'''

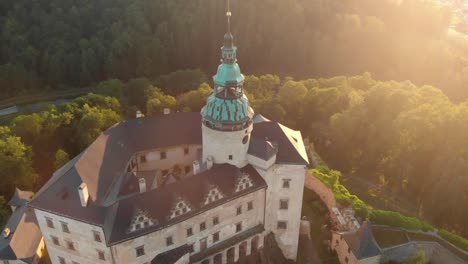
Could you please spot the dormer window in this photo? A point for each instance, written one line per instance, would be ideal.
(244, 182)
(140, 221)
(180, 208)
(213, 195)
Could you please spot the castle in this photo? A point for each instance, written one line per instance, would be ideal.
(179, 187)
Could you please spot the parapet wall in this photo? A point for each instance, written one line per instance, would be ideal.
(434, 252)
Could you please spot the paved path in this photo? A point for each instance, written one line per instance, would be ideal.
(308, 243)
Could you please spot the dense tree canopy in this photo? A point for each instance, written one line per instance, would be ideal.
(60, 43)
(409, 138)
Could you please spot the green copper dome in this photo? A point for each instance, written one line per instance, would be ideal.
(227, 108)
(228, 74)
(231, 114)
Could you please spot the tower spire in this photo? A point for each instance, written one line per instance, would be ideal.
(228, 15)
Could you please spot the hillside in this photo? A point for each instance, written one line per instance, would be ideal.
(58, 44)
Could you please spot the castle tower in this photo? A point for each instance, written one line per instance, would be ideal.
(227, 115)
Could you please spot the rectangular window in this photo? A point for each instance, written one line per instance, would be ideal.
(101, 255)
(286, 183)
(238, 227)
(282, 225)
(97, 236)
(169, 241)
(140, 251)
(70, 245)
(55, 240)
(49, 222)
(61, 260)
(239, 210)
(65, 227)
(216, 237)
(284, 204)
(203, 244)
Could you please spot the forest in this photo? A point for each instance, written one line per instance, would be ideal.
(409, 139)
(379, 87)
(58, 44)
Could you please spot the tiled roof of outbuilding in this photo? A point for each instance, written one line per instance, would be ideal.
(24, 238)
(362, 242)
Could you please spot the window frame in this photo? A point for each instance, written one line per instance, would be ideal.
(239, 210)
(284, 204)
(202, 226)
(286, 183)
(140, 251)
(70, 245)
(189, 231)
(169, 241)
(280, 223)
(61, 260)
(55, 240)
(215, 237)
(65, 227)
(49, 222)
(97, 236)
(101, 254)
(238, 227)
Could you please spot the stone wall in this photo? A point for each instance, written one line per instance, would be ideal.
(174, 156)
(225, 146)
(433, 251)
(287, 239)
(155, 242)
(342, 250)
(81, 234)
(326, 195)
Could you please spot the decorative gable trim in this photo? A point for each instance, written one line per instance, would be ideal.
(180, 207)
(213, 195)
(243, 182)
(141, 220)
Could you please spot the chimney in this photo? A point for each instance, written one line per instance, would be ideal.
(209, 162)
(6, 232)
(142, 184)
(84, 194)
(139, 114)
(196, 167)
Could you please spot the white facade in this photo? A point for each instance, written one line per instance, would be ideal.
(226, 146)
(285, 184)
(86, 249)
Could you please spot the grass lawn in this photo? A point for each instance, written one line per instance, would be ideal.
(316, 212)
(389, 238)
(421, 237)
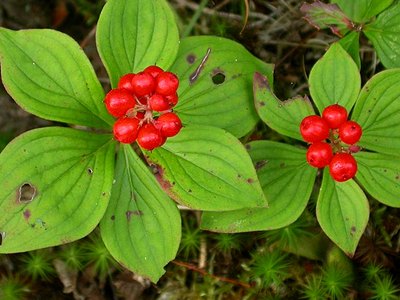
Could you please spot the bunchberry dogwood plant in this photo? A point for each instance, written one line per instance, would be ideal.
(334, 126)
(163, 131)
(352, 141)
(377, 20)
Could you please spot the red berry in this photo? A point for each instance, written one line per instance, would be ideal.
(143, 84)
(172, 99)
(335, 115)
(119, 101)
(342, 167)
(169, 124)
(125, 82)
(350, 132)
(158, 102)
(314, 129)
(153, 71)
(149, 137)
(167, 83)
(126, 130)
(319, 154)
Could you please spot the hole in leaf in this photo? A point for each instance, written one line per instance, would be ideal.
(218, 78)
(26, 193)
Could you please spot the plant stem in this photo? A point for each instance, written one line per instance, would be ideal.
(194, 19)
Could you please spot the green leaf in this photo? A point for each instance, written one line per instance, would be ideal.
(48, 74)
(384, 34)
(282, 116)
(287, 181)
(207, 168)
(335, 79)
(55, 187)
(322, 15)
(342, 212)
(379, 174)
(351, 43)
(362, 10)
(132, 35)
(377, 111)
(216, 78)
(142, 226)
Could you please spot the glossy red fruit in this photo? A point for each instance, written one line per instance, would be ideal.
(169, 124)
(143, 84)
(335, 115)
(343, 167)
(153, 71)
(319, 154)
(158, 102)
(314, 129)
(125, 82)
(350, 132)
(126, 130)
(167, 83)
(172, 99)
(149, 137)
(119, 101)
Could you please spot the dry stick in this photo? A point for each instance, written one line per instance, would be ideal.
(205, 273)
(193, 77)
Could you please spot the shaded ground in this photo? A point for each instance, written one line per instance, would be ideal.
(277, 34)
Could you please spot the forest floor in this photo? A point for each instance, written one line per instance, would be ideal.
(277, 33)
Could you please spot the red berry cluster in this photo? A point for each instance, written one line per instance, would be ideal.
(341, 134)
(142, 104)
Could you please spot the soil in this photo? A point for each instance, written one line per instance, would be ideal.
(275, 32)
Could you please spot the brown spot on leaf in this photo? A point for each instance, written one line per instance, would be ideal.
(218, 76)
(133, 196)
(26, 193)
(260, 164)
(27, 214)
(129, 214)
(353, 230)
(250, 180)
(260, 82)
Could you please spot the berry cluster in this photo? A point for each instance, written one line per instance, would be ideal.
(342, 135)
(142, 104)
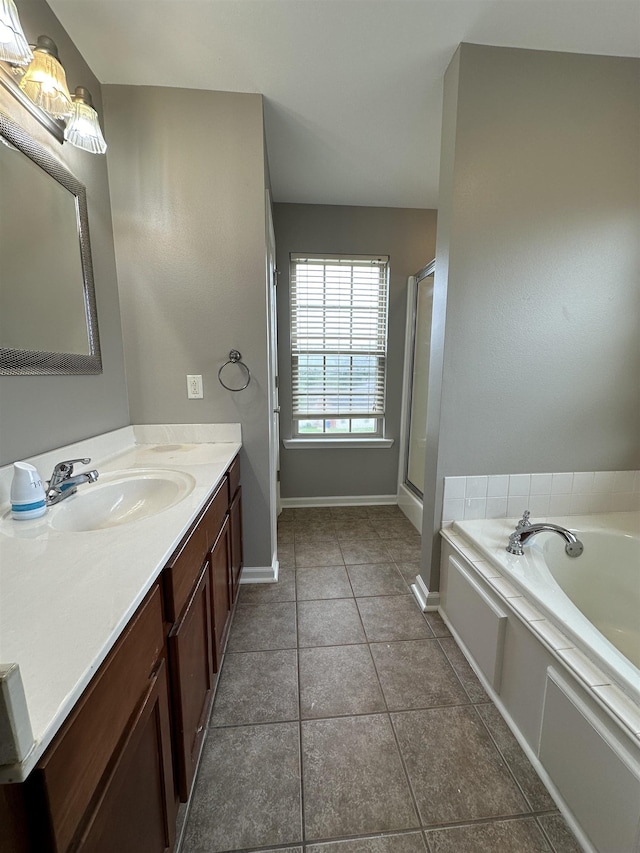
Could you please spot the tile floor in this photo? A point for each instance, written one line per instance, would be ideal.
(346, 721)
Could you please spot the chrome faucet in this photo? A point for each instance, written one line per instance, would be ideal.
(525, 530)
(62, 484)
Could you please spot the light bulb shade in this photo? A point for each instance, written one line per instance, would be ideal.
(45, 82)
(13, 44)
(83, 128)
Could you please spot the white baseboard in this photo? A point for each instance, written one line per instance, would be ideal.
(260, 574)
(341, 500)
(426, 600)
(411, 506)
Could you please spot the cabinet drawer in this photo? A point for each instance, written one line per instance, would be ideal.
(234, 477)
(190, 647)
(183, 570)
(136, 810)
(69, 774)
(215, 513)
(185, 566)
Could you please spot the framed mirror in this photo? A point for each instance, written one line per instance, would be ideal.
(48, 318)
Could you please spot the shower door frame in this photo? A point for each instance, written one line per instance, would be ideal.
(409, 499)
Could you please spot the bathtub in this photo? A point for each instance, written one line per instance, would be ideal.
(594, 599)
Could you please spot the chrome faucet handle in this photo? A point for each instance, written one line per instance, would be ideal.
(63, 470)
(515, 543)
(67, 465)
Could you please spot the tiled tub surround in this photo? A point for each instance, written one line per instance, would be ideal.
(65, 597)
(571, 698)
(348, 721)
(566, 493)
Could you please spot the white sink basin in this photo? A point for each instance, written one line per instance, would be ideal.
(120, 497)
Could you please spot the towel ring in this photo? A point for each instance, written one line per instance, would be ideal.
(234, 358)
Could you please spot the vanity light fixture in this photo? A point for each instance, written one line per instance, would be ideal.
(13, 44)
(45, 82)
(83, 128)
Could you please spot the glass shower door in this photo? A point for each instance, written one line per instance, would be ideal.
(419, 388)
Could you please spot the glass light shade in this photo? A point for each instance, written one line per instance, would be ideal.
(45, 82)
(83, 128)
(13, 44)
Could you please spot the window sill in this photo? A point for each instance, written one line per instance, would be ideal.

'''

# DIRECTION:
Copy out all of the records above word for word, omitting the pictures.

# EXERCISE ANSWER:
Could you please spot the dormer window in this photo? A point for each instance, written one line per instance, would be ideal.
(244, 182)
(140, 221)
(180, 208)
(213, 195)
Could you please spot the castle in this photo? A point for each instance, written one line per instance, would be ideal.
(179, 187)
Could you please spot the parapet wall in this photo? A point for each instance, written one line per instance, would be ideal.
(434, 252)
Could you please spot the paved path in this photo? A point for each instance, written one line per instance, would be ideal.
(308, 243)
Could you please spot the dense tree canopy in this photo? A point for each instance, written one line per instance, would be ideal.
(60, 43)
(409, 138)
Could you please spot the green copper dome in this photo? A point for each instance, written one line per instance, would be ideal.
(227, 108)
(228, 74)
(231, 114)
Could you please spot the tower spire in this photo? A point for each instance, written one line per instance, would be ideal.
(228, 15)
Could you please spot the hillside in this photo? A point for each instance, written one line per instance, would be ideal.
(58, 44)
Could you please spot the castle tower in this photo? A point for each instance, written one line per instance, would be ideal.
(227, 115)
Could you please spot the rectangular window in this photo? A point for each instance, written one line per instance, would be ideal.
(101, 255)
(286, 183)
(238, 227)
(282, 225)
(97, 236)
(169, 241)
(140, 251)
(70, 245)
(55, 240)
(49, 222)
(61, 260)
(239, 210)
(65, 227)
(216, 237)
(284, 204)
(203, 244)
Could you please spot the forest in this photo? A point for each instance, written one line per instance, would be ideal.
(409, 139)
(379, 87)
(58, 44)
Could you please spot the tiled roof of outbuilding in this photo? A point for each instance, written one line per instance, would be ideal.
(24, 238)
(362, 242)
Could you please spot the window frame in this photo? A point for each instance, written one line per instance, would be ideal.
(239, 210)
(284, 204)
(202, 226)
(286, 183)
(140, 251)
(70, 245)
(189, 231)
(169, 241)
(280, 223)
(61, 260)
(55, 240)
(215, 237)
(65, 227)
(49, 222)
(97, 236)
(101, 254)
(238, 227)
Could you please spot the stone wall in this photo? A point for each instance, written one line per instance, would be ideal.
(174, 156)
(225, 146)
(433, 251)
(287, 239)
(155, 242)
(342, 250)
(81, 234)
(326, 195)
Could you please spot the decorative gable trim in this photo? A point for each instance, written one line per instance, would be ideal.
(180, 207)
(213, 195)
(243, 182)
(141, 220)
Could you please spot the chimney in this photo? A point for each instance, written one line per instance, would be ideal.
(209, 162)
(6, 232)
(142, 184)
(84, 194)
(139, 114)
(196, 167)
Could you please spot the white facade in this photo? A point for each instance, written one line per instance, would be ideal.
(226, 146)
(285, 184)
(86, 249)
Could you please spot the grass lawn in this photo? A point for each instance, written one line per instance, would be ideal.
(316, 212)
(389, 238)
(421, 237)
Could you please spot the bunchberry dogwood plant in this photo? A point for each instance, written one line per instance, would be ideal.
(334, 126)
(163, 131)
(352, 141)
(377, 20)
Could you please spot the red berry in this photo? A point for each instance, written one line per instance, would be ideal.
(143, 84)
(172, 99)
(335, 115)
(119, 101)
(342, 167)
(169, 124)
(125, 82)
(350, 132)
(158, 102)
(314, 129)
(153, 71)
(149, 137)
(167, 83)
(126, 130)
(319, 154)
Could you please spot the hole in leaf in this photo? A point for each instance, written one line per instance, would be ideal.
(218, 78)
(26, 193)
Could you please spot the plant stem in this photo? A point for each instance, written one line per instance, would be ideal.
(194, 19)
Could you please spot the green leaf in this photo? A point for each instance, written one line per instance, would be ideal.
(48, 74)
(384, 34)
(282, 116)
(287, 181)
(207, 168)
(335, 79)
(55, 187)
(322, 15)
(342, 212)
(379, 174)
(351, 43)
(362, 10)
(132, 35)
(377, 111)
(216, 78)
(142, 226)
Could you please spot the glossy red fruit in this photo? A point for each instance, written one line per instance, would be ideal.
(169, 124)
(143, 84)
(335, 115)
(343, 167)
(153, 71)
(319, 154)
(158, 102)
(314, 129)
(125, 82)
(350, 132)
(126, 130)
(167, 83)
(172, 99)
(149, 137)
(119, 101)
Could you please spot the dry stick in this photo? A point for each instance, written one line per instance, would be ideal.
(205, 273)
(193, 77)
Could you please spot the shaded ground in this photo? A point for each instance, written one line per instance, would be ideal.
(277, 34)
Could you please spot the forest floor in this photo? A point for each instance, written one line per instance, would be ideal.
(277, 33)
Could you please spot the red berry cluster in this photo? A point for each instance, written one line per instance, would be ideal.
(341, 134)
(142, 104)
Could you please spot the soil in this photo? A point for each instance, written one line per instance, would be ideal.
(275, 32)
Could you please spot the brown spot on leaf in this photo? A point for each instance, written one line per instance, would be ideal.
(218, 76)
(133, 196)
(26, 193)
(260, 164)
(27, 214)
(129, 214)
(353, 230)
(250, 180)
(260, 82)
Could you please spot the berry cluster in this photo? A point for each instance, written one line per instance, would be ideal.
(342, 135)
(142, 104)
Could you please spot the tile floor in this photo? A point for each instance, written one line per instance, would be ideal.
(346, 721)
Could you please spot the chrome faucet in this photo? A point for each instance, written one line per instance, would be ideal.
(525, 530)
(62, 484)
Could you please spot the light bulb shade in this photo? A point for each instance, written one line per instance, would be ideal.
(45, 82)
(13, 44)
(83, 128)
Could you please spot the white baseboard in this photo? A point for each instance, written one line per instance, would be ideal.
(260, 574)
(341, 500)
(426, 600)
(411, 506)
Could you please spot the cabinet drawer in this photo? A point for each instance, written one line per instance, would be ideal.
(234, 477)
(190, 647)
(183, 570)
(136, 810)
(69, 774)
(215, 513)
(185, 566)
Could you please spot the framed mirror in this photo? A point for each instance, written one line per instance, would be ideal.
(48, 318)
Could you please spot the shower door frame in this photo? A point for each instance, written one line per instance, would be ideal.
(409, 499)
Could you please spot the bathtub in this photo? A point for each instance, written one line per instance, would be ideal.
(594, 599)
Could you please spot the chrome faucet handle in this photo? A point for each instance, written one line per instance, would be ideal.
(63, 470)
(515, 543)
(67, 465)
Could you please spot the tiled tub surround in this photo? A point for each instance, written one line per instance, would be ideal.
(65, 597)
(571, 698)
(348, 721)
(566, 493)
Could you please spot the white sink basin in this photo? A point for each instance, written one line per instance, would be ideal.
(120, 497)
Could you please spot the towel ring in this photo? A point for each instance, written one line per instance, would be ideal.
(234, 358)
Could you please spot the vanity light fixture in this photo? A point for each instance, written one line per instance, would be ideal.
(13, 44)
(45, 82)
(83, 128)
Could you please spot the glass shower door in this photo? A point for each instance, written one line per instance, would be ideal.
(419, 388)
Could you please spot the glass light shade in this photo? A point for each instance, written one line per instance, would be ideal.
(45, 82)
(83, 128)
(13, 44)
Could you please spot the window sill in this photo? A point for each instance, written one line per instance, would be ideal.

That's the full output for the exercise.